▶ **Challenge 1**
Answer these questions using the market report.
(a) By how much did Travelers shares fall?
(b) What EPS did ABC report?
(c) By what percentage did the Dow Jones Industrial Average decline today?

▶ **Document text**
---

Travelers Insurance helped Verizon drag the Dow lower. The insurance company missed on earnings, revenue beat, because of losses in catastrophe insurance. Losses are centered on the string of storms in Texas in late March. Despite the losses net premiums rose 5% and book value increase but it was not enough to support prices. Shares fell more than -6%.


The after hours session was very busy too. Today is not the busiest day of earnings season but it is the busiest day so far. ABC, Starbucks and Microsoft were only a few on the list, results were mixed at best. ABC, Google, missed on the top and bottom line. EPS of $7.50 was nearly $.050 below estimates. Starbucks reported EPS in line with projections but missed on revenue and comp store sales. Microsoft also missed, on the top and bottom, all three stocks fell on the news and are sure to have a negative impact on tomorrows session. Micrsoft lost -2% in the first minutes after the report, GOOG and SBUX fell -5%.

The Indices

The indices tried to hold their ground today but couldn't do it. Reaction to today's new was mixed, led by the Dow Jones Transportation Average. The transports made the largest decline, just over -1.21%, but remain above the 8,000 level. The indicators are mixed, momentum is to the upside but very weak and getting weaker. Both MACD and stochastic are divergent from this latest high which make it very suspicious. The index may continue to move higher but next resistance is near, at the 8,250 level, and looks like a likely spot for sellers to enter the market.


The Dow Jones Industrial Average made the second largest decline today, -0.63%, about half that of the transports. The blue chips fell from yesterday's new high to test support at 18,000 and may be set to fall through. Both indicators are giving mixed signals, and both are divergent from the high, providing plenty of reason to be suspicious of today's move. A drop below 18,000 could take the index down to next support target near 17,500. This target is near the short term moving average and stronger support targets, about 3% below the current high.

---

▶ **Challenge 2**
Write out every one of the location identification entries below word for word, and leave the pictures out of your copy.

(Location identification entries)
---

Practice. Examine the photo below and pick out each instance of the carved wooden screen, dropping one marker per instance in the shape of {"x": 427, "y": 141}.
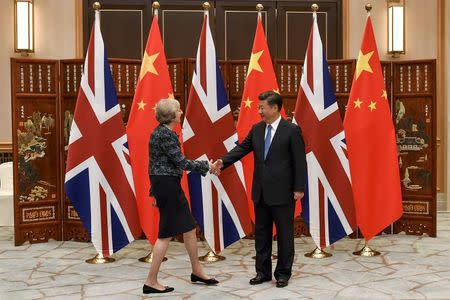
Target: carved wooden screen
{"x": 414, "y": 99}
{"x": 177, "y": 73}
{"x": 37, "y": 184}
{"x": 190, "y": 67}
{"x": 236, "y": 73}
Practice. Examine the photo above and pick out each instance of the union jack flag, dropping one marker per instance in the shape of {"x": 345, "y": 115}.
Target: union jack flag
{"x": 99, "y": 181}
{"x": 219, "y": 204}
{"x": 328, "y": 205}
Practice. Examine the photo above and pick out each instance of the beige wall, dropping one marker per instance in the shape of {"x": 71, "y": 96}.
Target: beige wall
{"x": 54, "y": 38}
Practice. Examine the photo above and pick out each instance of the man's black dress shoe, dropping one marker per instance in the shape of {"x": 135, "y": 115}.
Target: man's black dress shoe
{"x": 149, "y": 290}
{"x": 211, "y": 281}
{"x": 282, "y": 282}
{"x": 258, "y": 279}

---

▶ **Output 1**
(a) More than 6%.
(b) $7.50.
(c) 0.63%.

▶ **Output 2**
Practice. Examine the photo below and pick out each instance of the carved wooden screen, dropping one marker per instance in the shape of {"x": 427, "y": 141}.
Target: carved wooden screen
{"x": 414, "y": 99}
{"x": 177, "y": 73}
{"x": 37, "y": 184}
{"x": 190, "y": 67}
{"x": 236, "y": 73}
Practice. Examine the photo above and pick out each instance of the union jack flag, dropping one marker per instance in the shape of {"x": 345, "y": 115}.
Target: union jack flag
{"x": 99, "y": 181}
{"x": 219, "y": 204}
{"x": 328, "y": 205}
Practice. Examine the photo above and pick out each instance of the beige wall, dropping one marker per instance in the shape of {"x": 71, "y": 96}.
Target: beige wall
{"x": 54, "y": 38}
Practice. Examine the photo above and pick out each instance of the man's black dress shoe, dropping one marker per instance in the shape of {"x": 135, "y": 115}.
Target: man's black dress shoe
{"x": 149, "y": 290}
{"x": 211, "y": 281}
{"x": 282, "y": 282}
{"x": 258, "y": 279}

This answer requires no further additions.